TEXT UNDER STUDY Start Marker
23 January 2011

Cityscapes

City lights, courtesy of NASA, visibleearth.nasa.gov

Cities are living entities, imitations of natural ecosystems and individual organisms.  Cities have motion and vertical relief like forests; they have intricate twisted lines of communication and transportation not unlike nerves and arteries in the human body.  Also, like the body, their motion peaks in the day, then tapers in the night but never quite ceases.  Cities get sick, they grow and contract, they age. 

There is a certain beauty in a city, but it is sort of a sickly beauty – a bit too gaudy here, too shiny there.  City beauty just doesn’t compare to the beauty of a forest.  A city is not layered enough, nor does it smell as good.  Cities don’t decay or evolve at the right pace, they don’t re-mineralize their dead, they largely don’t purify and then re-consume their own waste water.  They develop opportunistically, like a forest, but use more rigid shapes and motifs than a natural ecosystem, lacking the reserve of millions of years of selection for genetic diversity and efficiency.  In a city, chaos is in tension with organization, whereas in a forest chaos and organization happily co-exist.  Only hardy individuals survive well in cities, but they too can eventually burn out because the pace and energy of city life is ruthless.  However, everything thrives in a forest, from the mighty conifers which will yet live many centuries more to delicate ferns breaking from a crack in bedrock to bacteria spinning and mutating and multiplying in soil and water.  Forest extinction and death bring new life and new opportunities for adaptation.  City growth focuses on large external infrastructure first (filling in the smaller places later), and often expands at the periphery at the expense of the core.  Growth in a forest is always occurring at the smallest levels, building up infrastructure from minute processes.  When disturbance strikes a patch of forest habitat, regeneration begins there and then, it isn’t exported to another neighborhood. 

Cities could be so much better if they look lessons from forests.  They could grow out of the land, keeping the native contours of the terrain and the native species already adapted to that spot of ground.  They could better keep the rhythms and colors of soil and plants and sky.  They could replace grey with green, like the green garden roofs appearing in some places.  They could rely primarily on local resources without sucking dry the life of other places.  City builders could learn that progression is more about continuous adaptation to change within the constraints of finite resources than accelerated growth that eventually collapses.
TEXT UNDER STUDY End Marker
DATASET EXCERPTS Start Marker
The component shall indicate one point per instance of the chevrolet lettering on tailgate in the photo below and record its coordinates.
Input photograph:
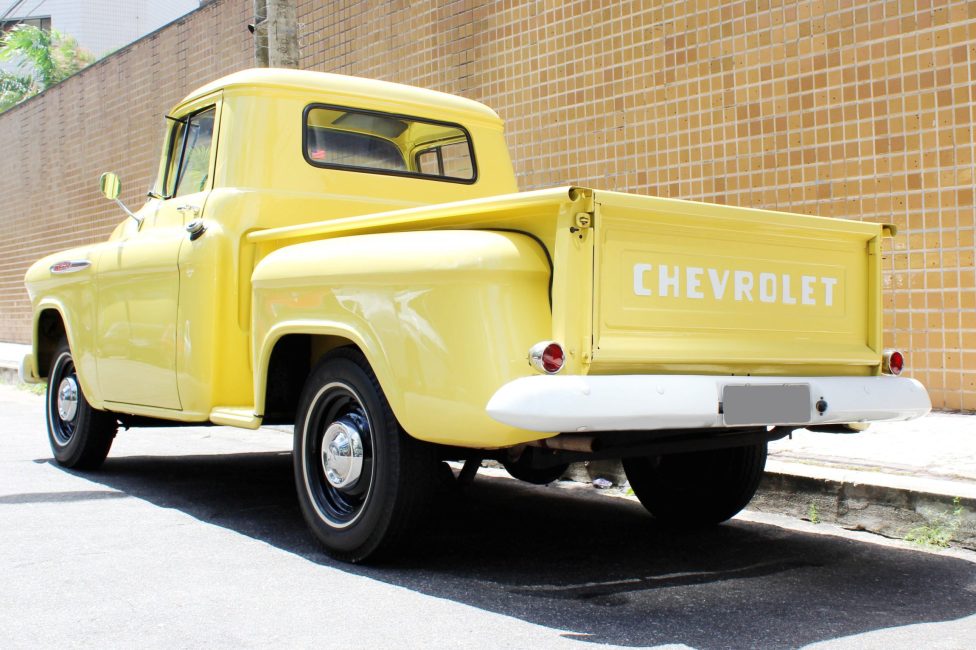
(695, 282)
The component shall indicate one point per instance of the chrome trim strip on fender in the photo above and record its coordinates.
(69, 266)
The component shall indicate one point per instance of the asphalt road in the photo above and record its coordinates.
(192, 537)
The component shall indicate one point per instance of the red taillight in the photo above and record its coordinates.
(547, 357)
(893, 362)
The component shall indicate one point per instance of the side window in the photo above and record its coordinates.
(188, 167)
(451, 160)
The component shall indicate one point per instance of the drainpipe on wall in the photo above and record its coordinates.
(275, 32)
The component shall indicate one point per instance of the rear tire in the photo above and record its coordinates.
(80, 435)
(699, 488)
(363, 483)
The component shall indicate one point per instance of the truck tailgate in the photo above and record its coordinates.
(691, 287)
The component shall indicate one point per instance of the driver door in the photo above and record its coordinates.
(139, 277)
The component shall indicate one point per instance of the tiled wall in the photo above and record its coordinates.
(846, 109)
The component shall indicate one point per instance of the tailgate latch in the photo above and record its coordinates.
(583, 221)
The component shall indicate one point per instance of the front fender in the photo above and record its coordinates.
(444, 318)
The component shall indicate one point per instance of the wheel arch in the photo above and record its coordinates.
(289, 353)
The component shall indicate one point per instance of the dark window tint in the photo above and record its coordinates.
(383, 143)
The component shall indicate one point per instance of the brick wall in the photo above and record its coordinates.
(847, 109)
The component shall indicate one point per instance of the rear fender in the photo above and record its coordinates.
(444, 319)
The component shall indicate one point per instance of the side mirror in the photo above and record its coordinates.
(111, 187)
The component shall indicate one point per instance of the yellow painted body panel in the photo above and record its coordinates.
(443, 317)
(443, 285)
(693, 287)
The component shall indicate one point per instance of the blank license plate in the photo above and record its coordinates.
(775, 404)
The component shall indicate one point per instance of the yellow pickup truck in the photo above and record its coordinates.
(353, 257)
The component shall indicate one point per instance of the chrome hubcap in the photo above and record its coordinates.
(68, 399)
(342, 454)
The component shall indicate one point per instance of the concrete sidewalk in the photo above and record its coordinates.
(892, 479)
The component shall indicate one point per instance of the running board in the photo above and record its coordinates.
(236, 416)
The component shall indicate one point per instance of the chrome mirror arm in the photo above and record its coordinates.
(129, 212)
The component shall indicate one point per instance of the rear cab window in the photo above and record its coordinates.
(383, 143)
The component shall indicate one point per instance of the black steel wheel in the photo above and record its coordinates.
(80, 435)
(698, 488)
(362, 482)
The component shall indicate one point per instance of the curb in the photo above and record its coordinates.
(887, 505)
(882, 509)
(9, 373)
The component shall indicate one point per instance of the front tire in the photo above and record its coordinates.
(80, 435)
(362, 482)
(700, 488)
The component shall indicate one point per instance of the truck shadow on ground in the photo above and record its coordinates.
(599, 568)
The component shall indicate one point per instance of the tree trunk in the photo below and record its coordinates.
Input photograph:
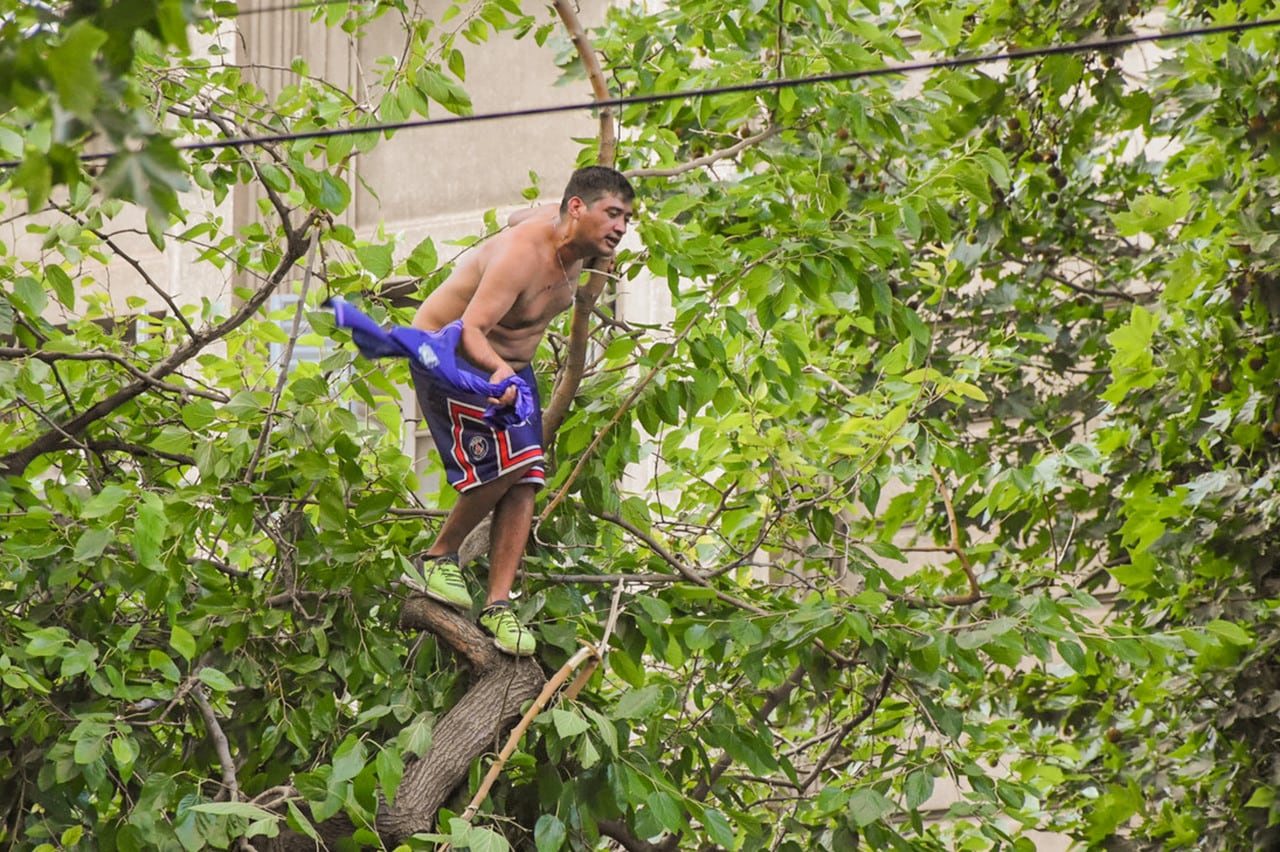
DATASET EXCERPTS End Marker
**THE PROBLEM**
Please recast the paragraph of the cityscapes text that begins "Cities could be so much better" as a brief bulleted list that keeps its main points.

**REPLY**
Cities would improve by following the example of forests. They could:
- grow out of the land, keeping the terrain's native contours and the native species already adapted to it
- better keep the rhythms and colors of soil, plants and sky
- replace grey with green, as with the green garden roofs appearing in some places
- rely mainly on local resources without draining the life of other places
- treat progress as continuous adaptation to change within finite resources, not accelerated growth that eventually collapses